- Exercise prompt
Below are the records; repeat them in full, exactly.

- Data for this exercise
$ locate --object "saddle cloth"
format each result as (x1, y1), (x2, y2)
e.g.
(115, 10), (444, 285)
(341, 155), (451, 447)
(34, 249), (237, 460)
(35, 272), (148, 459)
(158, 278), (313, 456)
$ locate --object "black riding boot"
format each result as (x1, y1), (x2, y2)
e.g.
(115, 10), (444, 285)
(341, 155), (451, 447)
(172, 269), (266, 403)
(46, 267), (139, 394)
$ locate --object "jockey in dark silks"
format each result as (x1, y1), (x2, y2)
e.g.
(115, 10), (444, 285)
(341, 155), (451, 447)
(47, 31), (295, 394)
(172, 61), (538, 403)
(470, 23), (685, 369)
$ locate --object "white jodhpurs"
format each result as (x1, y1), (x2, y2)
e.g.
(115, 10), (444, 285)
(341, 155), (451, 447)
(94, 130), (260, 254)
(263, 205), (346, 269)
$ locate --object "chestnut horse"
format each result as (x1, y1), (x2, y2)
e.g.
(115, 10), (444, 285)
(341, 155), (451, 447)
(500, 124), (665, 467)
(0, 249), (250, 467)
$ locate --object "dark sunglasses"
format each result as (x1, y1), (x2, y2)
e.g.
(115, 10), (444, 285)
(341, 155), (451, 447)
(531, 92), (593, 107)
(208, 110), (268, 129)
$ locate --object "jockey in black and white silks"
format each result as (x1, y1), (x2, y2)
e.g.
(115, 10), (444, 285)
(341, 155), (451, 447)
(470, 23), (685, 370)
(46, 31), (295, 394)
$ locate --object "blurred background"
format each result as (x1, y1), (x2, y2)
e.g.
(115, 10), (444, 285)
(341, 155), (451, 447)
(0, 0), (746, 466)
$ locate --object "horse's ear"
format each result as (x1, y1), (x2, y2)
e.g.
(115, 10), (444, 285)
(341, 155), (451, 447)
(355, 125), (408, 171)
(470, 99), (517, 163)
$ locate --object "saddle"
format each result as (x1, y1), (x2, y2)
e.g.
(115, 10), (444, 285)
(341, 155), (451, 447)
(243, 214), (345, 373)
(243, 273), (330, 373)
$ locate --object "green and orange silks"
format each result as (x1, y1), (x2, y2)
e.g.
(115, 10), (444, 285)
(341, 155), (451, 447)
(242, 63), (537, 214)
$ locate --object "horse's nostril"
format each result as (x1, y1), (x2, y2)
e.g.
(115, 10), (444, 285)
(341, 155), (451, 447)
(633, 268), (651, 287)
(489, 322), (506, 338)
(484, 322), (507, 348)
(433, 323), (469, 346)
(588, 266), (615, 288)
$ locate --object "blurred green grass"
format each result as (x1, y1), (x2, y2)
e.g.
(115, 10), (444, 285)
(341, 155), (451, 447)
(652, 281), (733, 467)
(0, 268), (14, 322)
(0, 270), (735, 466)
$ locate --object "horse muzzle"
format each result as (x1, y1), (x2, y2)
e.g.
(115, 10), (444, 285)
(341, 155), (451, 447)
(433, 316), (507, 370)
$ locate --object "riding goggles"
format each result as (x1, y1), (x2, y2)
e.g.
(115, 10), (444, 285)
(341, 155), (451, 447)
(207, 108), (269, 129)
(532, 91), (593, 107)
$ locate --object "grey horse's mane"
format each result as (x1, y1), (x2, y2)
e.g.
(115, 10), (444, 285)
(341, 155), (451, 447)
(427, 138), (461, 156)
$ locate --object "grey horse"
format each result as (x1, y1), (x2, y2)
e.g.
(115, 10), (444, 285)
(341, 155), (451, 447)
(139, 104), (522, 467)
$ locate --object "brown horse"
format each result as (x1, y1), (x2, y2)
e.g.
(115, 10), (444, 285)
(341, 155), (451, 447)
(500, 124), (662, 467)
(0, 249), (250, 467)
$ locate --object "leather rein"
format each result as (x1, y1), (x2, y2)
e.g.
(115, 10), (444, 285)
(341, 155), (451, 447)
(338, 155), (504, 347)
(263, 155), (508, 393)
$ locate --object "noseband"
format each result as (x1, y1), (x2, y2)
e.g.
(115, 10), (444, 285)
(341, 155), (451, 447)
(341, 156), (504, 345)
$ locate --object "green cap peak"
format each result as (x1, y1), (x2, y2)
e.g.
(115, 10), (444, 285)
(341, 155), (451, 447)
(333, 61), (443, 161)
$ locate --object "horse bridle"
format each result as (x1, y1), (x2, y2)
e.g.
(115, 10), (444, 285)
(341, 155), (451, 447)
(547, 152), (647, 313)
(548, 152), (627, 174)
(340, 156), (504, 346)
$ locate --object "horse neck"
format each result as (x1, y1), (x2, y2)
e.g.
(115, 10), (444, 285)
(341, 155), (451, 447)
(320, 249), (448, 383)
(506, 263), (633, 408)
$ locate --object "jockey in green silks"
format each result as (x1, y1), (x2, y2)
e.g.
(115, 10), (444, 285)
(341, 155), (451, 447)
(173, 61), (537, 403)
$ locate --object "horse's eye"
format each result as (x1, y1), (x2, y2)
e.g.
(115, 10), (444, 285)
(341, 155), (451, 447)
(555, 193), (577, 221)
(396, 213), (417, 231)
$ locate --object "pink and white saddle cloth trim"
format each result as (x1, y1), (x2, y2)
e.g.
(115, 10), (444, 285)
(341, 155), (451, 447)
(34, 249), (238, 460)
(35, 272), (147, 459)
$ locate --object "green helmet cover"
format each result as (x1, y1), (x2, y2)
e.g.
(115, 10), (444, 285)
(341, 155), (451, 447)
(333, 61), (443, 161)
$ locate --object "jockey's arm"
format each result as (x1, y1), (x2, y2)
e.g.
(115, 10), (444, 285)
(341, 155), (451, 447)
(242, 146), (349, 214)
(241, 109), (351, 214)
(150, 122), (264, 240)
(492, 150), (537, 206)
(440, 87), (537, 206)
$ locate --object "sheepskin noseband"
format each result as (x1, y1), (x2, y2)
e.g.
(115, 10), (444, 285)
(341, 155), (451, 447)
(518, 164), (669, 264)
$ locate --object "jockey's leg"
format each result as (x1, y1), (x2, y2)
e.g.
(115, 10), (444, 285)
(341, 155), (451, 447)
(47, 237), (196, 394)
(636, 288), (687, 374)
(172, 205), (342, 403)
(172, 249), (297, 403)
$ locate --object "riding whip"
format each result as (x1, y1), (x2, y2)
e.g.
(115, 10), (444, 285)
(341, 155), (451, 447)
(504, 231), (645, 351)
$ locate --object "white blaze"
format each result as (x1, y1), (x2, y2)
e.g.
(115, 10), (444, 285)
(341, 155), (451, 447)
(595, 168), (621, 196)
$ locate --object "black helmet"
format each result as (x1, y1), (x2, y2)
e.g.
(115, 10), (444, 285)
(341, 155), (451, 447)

- Result for this exercise
$ locate --object "saddle cloth"
format each result as (x1, y1), (x2, y2)
e.g.
(115, 10), (444, 285)
(341, 155), (451, 447)
(34, 249), (237, 460)
(35, 272), (148, 459)
(158, 278), (313, 456)
$ locate --object "black riding boot"
format each result as (x1, y1), (x2, y2)
e.g.
(115, 10), (444, 285)
(341, 155), (451, 447)
(172, 269), (266, 403)
(46, 267), (139, 394)
$ locate --object "jockey in dark silks"
format each result as (x1, y1), (x2, y2)
e.g.
(115, 10), (444, 285)
(341, 155), (451, 447)
(47, 31), (295, 394)
(172, 61), (538, 403)
(470, 23), (685, 369)
$ locate --object "white jodhpurs"
format each result as (x1, y1), (x2, y2)
e.g.
(115, 10), (444, 285)
(341, 155), (451, 447)
(94, 130), (260, 254)
(263, 205), (346, 269)
$ locate --object "chestnut horse"
format each result as (x1, y1), (x2, y2)
e.g.
(115, 10), (444, 285)
(341, 155), (451, 447)
(500, 124), (665, 467)
(0, 249), (250, 467)
$ locate --object "dark sunglasses"
format each result as (x1, y1), (x2, y2)
e.g.
(115, 10), (444, 285)
(341, 155), (451, 447)
(531, 92), (593, 107)
(208, 110), (268, 129)
$ locate --object "jockey in black and white silks"
format each result as (x1, y1), (x2, y2)
e.g.
(115, 10), (444, 285)
(341, 155), (451, 447)
(470, 23), (685, 370)
(46, 31), (295, 394)
$ locate --object "blurred background"
format each result as (x1, y1), (x2, y2)
e.g.
(115, 10), (444, 285)
(341, 155), (451, 447)
(0, 0), (746, 466)
$ locate --object "horse's ear"
format each result as (x1, y1), (x2, y2)
e.g.
(115, 10), (444, 285)
(341, 155), (451, 447)
(355, 125), (408, 171)
(470, 99), (517, 163)
$ locate --object "saddle"
format each result as (x1, y1), (x2, y2)
e.g.
(115, 10), (444, 285)
(341, 155), (451, 447)
(243, 214), (345, 373)
(243, 273), (330, 373)
$ locate --object "green and orange silks"
format each result as (x1, y1), (x2, y2)
e.g.
(115, 10), (444, 285)
(341, 155), (451, 447)
(242, 63), (537, 214)
$ locate --object "horse's nostril"
format each result as (x1, y1), (x2, y2)
e.g.
(115, 10), (444, 285)
(341, 155), (451, 447)
(633, 268), (651, 287)
(489, 322), (506, 338)
(484, 322), (507, 348)
(433, 323), (469, 346)
(588, 266), (615, 288)
$ locate --object "blurred green grass"
format each result as (x1, y1), (x2, y2)
e.g.
(115, 10), (444, 285)
(341, 155), (451, 447)
(652, 281), (733, 467)
(0, 268), (14, 322)
(0, 270), (735, 466)
$ locate --object "horse muzzle"
format each result as (x1, y1), (x2, y2)
e.g.
(115, 10), (444, 285)
(341, 155), (451, 447)
(433, 316), (507, 370)
$ locate --object "riding goggles"
format each result as (x1, y1), (x2, y2)
e.g.
(115, 10), (444, 285)
(341, 155), (451, 447)
(207, 108), (269, 129)
(532, 91), (593, 107)
$ locate --object "grey horse's mane"
format each result as (x1, y1), (x2, y2)
e.g.
(115, 10), (444, 285)
(341, 155), (451, 447)
(427, 138), (461, 156)
$ locate --object "grey horse"
format each result as (x1, y1), (x2, y2)
e.g.
(115, 10), (444, 285)
(341, 155), (451, 447)
(139, 104), (522, 467)
$ locate --object "brown horse"
format each result as (x1, y1), (x2, y2)
e.g.
(115, 10), (444, 285)
(341, 155), (451, 447)
(500, 124), (662, 467)
(0, 249), (250, 467)
$ locate --object "leather rein"
format each result as (x1, y1), (x2, y2)
e.g.
(115, 10), (444, 285)
(341, 155), (451, 447)
(338, 155), (504, 347)
(263, 155), (508, 393)
$ locate --object "noseband"
format each result as (x1, y1), (x2, y2)
e.g.
(115, 10), (444, 285)
(341, 155), (451, 447)
(341, 156), (504, 345)
$ locate --object "green cap peak"
format each result as (x1, y1), (x2, y2)
e.g.
(115, 10), (444, 285)
(341, 155), (451, 447)
(333, 61), (443, 161)
$ locate --object "horse bridle"
format each result as (x1, y1), (x2, y2)
e.g.
(115, 10), (444, 285)
(341, 155), (451, 447)
(547, 152), (647, 313)
(548, 152), (627, 174)
(340, 156), (504, 346)
$ locate --object "horse neck"
format each result as (x1, y1), (x2, y2)
e.g.
(115, 10), (444, 285)
(341, 155), (451, 447)
(320, 249), (448, 383)
(506, 263), (633, 408)
$ locate --object "jockey in green silks"
format each result as (x1, y1), (x2, y2)
e.g.
(115, 10), (444, 285)
(341, 155), (451, 447)
(173, 61), (537, 403)
$ locate --object "horse's eye"
format each result as (x1, y1), (x2, y2)
e.g.
(115, 10), (444, 285)
(341, 155), (451, 447)
(555, 193), (577, 221)
(396, 213), (417, 231)
$ locate --object "pink and white saddle cloth trim"
format each result as (x1, y1), (x2, y2)
e.g.
(115, 10), (444, 285)
(341, 155), (451, 447)
(34, 249), (238, 460)
(35, 272), (147, 459)
$ locate --object "green helmet cover"
format each result as (x1, y1), (x2, y2)
e.g.
(115, 10), (444, 285)
(341, 155), (451, 447)
(333, 61), (443, 161)
$ locate --object "jockey's arm"
format each result as (x1, y1), (x2, y2)
e.g.
(115, 10), (444, 285)
(341, 155), (451, 447)
(242, 146), (349, 214)
(241, 109), (351, 214)
(150, 122), (264, 240)
(492, 150), (537, 206)
(440, 87), (537, 206)
$ locate --object "sheepskin noseband"
format each result as (x1, y1), (x2, y2)
e.g.
(115, 10), (444, 285)
(341, 155), (451, 447)
(518, 164), (669, 264)
$ locate --object "jockey's leg"
format each result as (x1, y1), (x2, y2)
e.g.
(115, 10), (444, 285)
(341, 155), (451, 447)
(47, 237), (196, 394)
(636, 288), (687, 374)
(172, 205), (342, 403)
(172, 249), (297, 403)
$ locate --object "riding whip"
format each result as (x1, y1), (x2, y2)
e.g.
(115, 10), (444, 285)
(341, 155), (451, 447)
(504, 231), (645, 351)
$ locate --object "white blaze"
format each result as (x1, y1), (x2, y2)
e.g.
(115, 10), (444, 285)
(341, 155), (451, 447)
(595, 168), (621, 196)
$ locate --object "black helmet"
format each result as (x1, y1), (x2, y2)
e.g.
(115, 10), (444, 285)
(341, 155), (451, 447)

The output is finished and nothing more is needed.